--- Start GIVEN RECORDS ---

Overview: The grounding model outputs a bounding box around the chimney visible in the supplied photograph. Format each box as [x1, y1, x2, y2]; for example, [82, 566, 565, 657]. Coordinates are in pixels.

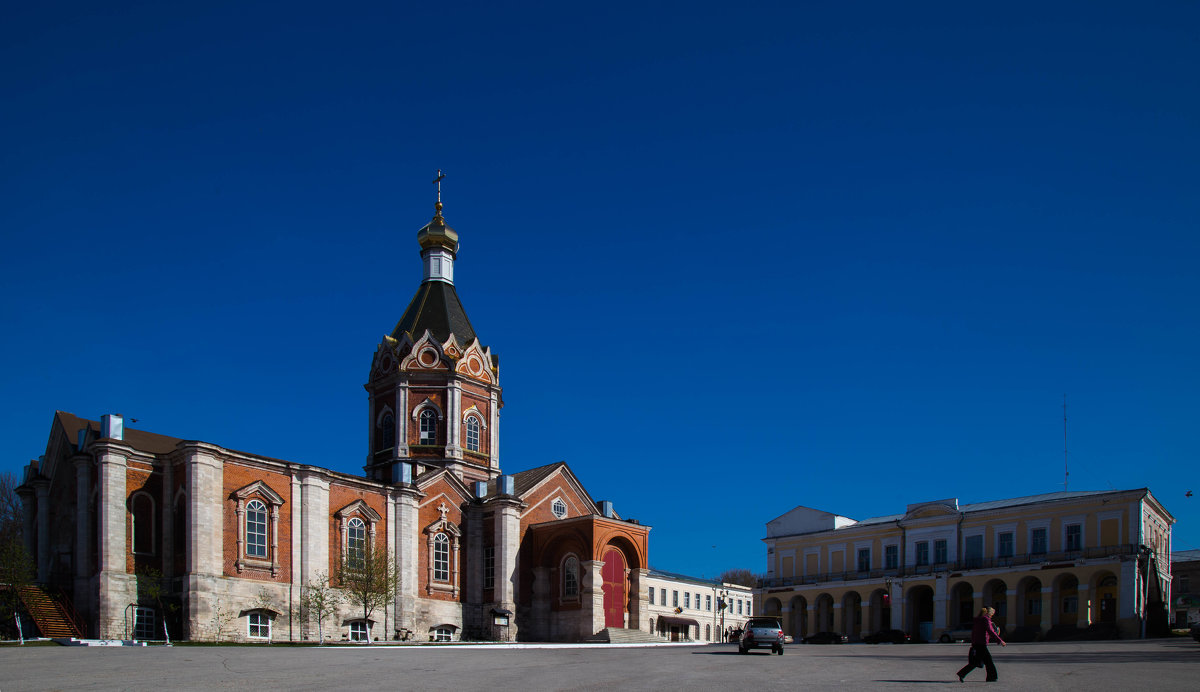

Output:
[100, 414, 125, 440]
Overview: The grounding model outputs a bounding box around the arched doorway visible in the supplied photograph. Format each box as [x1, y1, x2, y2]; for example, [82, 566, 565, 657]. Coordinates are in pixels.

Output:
[906, 586, 934, 642]
[841, 591, 863, 639]
[817, 594, 833, 632]
[1016, 578, 1042, 627]
[784, 596, 809, 642]
[600, 547, 629, 627]
[983, 579, 1009, 632]
[868, 589, 892, 632]
[1096, 574, 1117, 622]
[947, 582, 976, 628]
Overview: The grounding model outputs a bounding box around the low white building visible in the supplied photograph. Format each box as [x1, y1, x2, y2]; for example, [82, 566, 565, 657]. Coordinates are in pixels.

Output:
[644, 568, 754, 642]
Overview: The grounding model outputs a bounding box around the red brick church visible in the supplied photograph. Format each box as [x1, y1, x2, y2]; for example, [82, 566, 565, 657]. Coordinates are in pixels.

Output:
[18, 190, 649, 640]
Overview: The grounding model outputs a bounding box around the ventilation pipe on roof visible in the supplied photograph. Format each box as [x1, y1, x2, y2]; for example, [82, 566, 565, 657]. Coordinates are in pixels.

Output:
[100, 414, 125, 440]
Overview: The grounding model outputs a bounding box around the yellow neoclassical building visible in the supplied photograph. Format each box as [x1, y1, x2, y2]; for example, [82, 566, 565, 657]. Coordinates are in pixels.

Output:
[756, 488, 1175, 640]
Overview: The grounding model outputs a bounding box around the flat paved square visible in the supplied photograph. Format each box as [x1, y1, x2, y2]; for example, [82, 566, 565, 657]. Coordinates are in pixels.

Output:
[0, 638, 1200, 692]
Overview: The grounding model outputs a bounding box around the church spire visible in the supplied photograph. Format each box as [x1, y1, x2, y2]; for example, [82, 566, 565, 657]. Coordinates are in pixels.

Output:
[416, 169, 458, 284]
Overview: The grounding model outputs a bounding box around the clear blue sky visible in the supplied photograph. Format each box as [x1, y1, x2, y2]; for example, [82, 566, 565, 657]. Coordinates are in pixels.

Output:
[0, 0, 1200, 576]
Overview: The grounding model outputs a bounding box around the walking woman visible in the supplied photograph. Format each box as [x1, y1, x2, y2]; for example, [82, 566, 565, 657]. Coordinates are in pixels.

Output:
[959, 608, 1008, 682]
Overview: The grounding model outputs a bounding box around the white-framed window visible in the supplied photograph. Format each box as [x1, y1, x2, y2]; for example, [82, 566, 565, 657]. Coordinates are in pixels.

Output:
[1066, 524, 1084, 550]
[996, 531, 1016, 558]
[346, 517, 367, 570]
[1030, 526, 1049, 555]
[433, 534, 450, 582]
[246, 613, 271, 639]
[246, 500, 266, 559]
[133, 606, 156, 639]
[376, 411, 396, 451]
[467, 416, 479, 452]
[917, 541, 929, 567]
[420, 408, 438, 445]
[130, 492, 156, 555]
[563, 555, 580, 598]
[962, 534, 983, 567]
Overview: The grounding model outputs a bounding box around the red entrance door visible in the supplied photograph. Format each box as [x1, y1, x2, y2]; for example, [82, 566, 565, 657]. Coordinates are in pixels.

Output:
[600, 548, 625, 627]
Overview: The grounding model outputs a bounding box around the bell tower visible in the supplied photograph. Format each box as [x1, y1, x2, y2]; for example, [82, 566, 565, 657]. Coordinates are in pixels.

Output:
[364, 170, 504, 483]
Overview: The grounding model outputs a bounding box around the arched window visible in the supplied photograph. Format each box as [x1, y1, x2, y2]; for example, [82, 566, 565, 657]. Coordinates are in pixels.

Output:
[379, 411, 396, 450]
[563, 555, 580, 598]
[246, 500, 266, 558]
[467, 416, 479, 452]
[131, 493, 154, 555]
[433, 534, 450, 582]
[346, 517, 367, 570]
[421, 409, 438, 445]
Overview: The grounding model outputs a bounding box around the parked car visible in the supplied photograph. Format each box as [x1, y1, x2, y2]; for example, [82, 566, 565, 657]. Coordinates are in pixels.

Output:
[738, 616, 784, 656]
[863, 630, 910, 644]
[804, 632, 846, 644]
[937, 622, 974, 644]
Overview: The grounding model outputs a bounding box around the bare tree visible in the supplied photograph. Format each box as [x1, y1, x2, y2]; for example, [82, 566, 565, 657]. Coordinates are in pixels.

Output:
[134, 567, 179, 646]
[0, 471, 34, 638]
[300, 572, 342, 645]
[337, 542, 400, 644]
[721, 568, 758, 589]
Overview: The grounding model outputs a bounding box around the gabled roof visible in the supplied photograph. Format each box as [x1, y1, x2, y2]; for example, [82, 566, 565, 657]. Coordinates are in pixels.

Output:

--- End GIVEN RECORDS ---

### WHAT IS BEING ASKED
Copy the records above line for line, omitting the pictures from your answer.

### THE ANSWER
Overview: The grounding model outputs a bounding box around the chimney visible in the supplied photograph. Format each box as [x1, y1, x2, y2]; for example, [82, 566, 565, 657]. Coordinates are in pixels.


Output:
[100, 414, 125, 440]
Overview: The grounding model outputs a bounding box around the arched doorway visible in the supplied photograph. Format each box as [x1, y1, x2, y2]; for example, [82, 566, 565, 657]. Coordinates are in pixels.

Output:
[906, 586, 934, 642]
[841, 591, 863, 639]
[817, 594, 833, 632]
[1016, 578, 1042, 627]
[784, 596, 809, 642]
[600, 547, 629, 627]
[983, 579, 1009, 632]
[868, 589, 892, 632]
[1096, 574, 1117, 622]
[947, 582, 976, 628]
Overview: The grounding model outputs a bounding box around the low white building visible in the supplied photograph. Format each box as [x1, y1, x2, y2]; for example, [82, 566, 565, 657]. Coordinates are in pixels.

Output:
[644, 568, 754, 642]
Overview: The grounding model outputs a bounding box around the red brick church visible in the supplied photograph. Format each box as [x1, y1, x2, y2]; for example, [82, 566, 565, 657]. Coordinates are in pixels.

Output:
[18, 190, 649, 640]
Overview: The grounding model outputs a bounding box around the ventilation pipe on roof visible in the supplied photograph. Format each box as [x1, y1, x2, y2]; for example, [82, 566, 565, 657]. Coordinates are in pixels.

Output:
[100, 414, 125, 440]
Overview: The grounding model outputs a bounding box around the yellow neoclassical building visible in the supplied photograph. Format each box as [x1, y1, x2, y2]; for example, [82, 566, 565, 657]. Coordinates are in pixels.

Output:
[756, 488, 1175, 640]
Overview: The grounding model outputs a bounding box around the flat paved square visible in the supplied photograph. Format each box as [x1, y1, x2, y2]; for example, [82, 566, 565, 657]. Coordinates are in pixels.

Output:
[0, 638, 1200, 692]
Overview: The grounding model outputs a bounding box around the church spire visible in the supplied photograph. Format each box as [x1, y1, x2, y2]; for example, [82, 566, 565, 657]. Coordinates are in pixels.

Output:
[416, 169, 458, 284]
Overview: The grounding model outputs a bounding box around the clear blue sky visible in the supplied photograph. Format each box as [x1, y1, x2, y2]; for example, [82, 566, 565, 657]. Coordinates are in pixels.

Output:
[0, 0, 1200, 576]
Overview: The grounding model outputs a bounding box around the walking woman visible in the supplied photograph. Format each box as [x1, y1, x2, y2]; for example, [82, 566, 565, 657]. Coordinates are in pixels.

Output:
[959, 608, 1008, 682]
Overview: The grounding model outputs a bounding box around the white-framed window visible in the supplied photograph. Format each box as [x1, y1, x2, y2]; for example, [82, 566, 565, 657]. Coordinates are in pixels.

Output:
[1066, 524, 1084, 550]
[996, 531, 1016, 558]
[346, 517, 367, 570]
[1030, 526, 1049, 555]
[433, 534, 450, 582]
[246, 613, 271, 639]
[246, 500, 266, 559]
[133, 606, 156, 639]
[376, 411, 396, 451]
[467, 416, 479, 452]
[917, 541, 929, 567]
[420, 408, 438, 445]
[130, 492, 156, 555]
[563, 555, 580, 598]
[962, 534, 983, 567]
Overview: The grounding model outputs a bounding box around the red entrance door visible in the supplied photograph. Format each box as [x1, y1, x2, y2]; for example, [82, 566, 565, 657]. Coordinates are in pixels.

Output:
[600, 548, 625, 627]
Overview: The grounding model outputs a bounding box around the bell tower visible in the supplied photograph. Format each box as [x1, y1, x2, y2]; for example, [82, 566, 565, 657]. Coordinates are in pixels.

Output:
[364, 170, 504, 483]
Overview: The grounding model outputs a bounding box around the arched window visible in the supplied photograph. Format each box as [x1, y1, x2, y2]; for example, [82, 566, 565, 657]. Coordinates are in pixels.

Output:
[379, 411, 396, 450]
[563, 555, 580, 598]
[246, 500, 266, 558]
[467, 416, 479, 452]
[131, 493, 154, 555]
[433, 534, 450, 582]
[346, 517, 367, 570]
[421, 409, 438, 445]
Overview: The grounding model outputs a bounding box around the parked car visible in the supplied photograph. Format each box as [x1, y1, x2, y2]; for example, [82, 566, 565, 657]. Coordinates are in pixels.

Output:
[738, 616, 784, 656]
[863, 630, 910, 644]
[804, 632, 846, 644]
[937, 622, 974, 644]
Overview: The grounding model outputs a bounding box around the bare tree visible in the supplied photograph. Format each box as [x1, y1, x2, y2]; for example, [82, 566, 565, 657]. Coordinates are in pixels.

Output:
[134, 567, 179, 646]
[0, 471, 34, 638]
[300, 572, 342, 645]
[337, 542, 400, 644]
[721, 568, 758, 589]
Overview: The grounding model outputs a bounding box around the gabled roof visible in the supplied photograph. Format each box as [x1, y1, x2, y2]; for example, [82, 566, 565, 657]. Coordinates are in pixels.

Output:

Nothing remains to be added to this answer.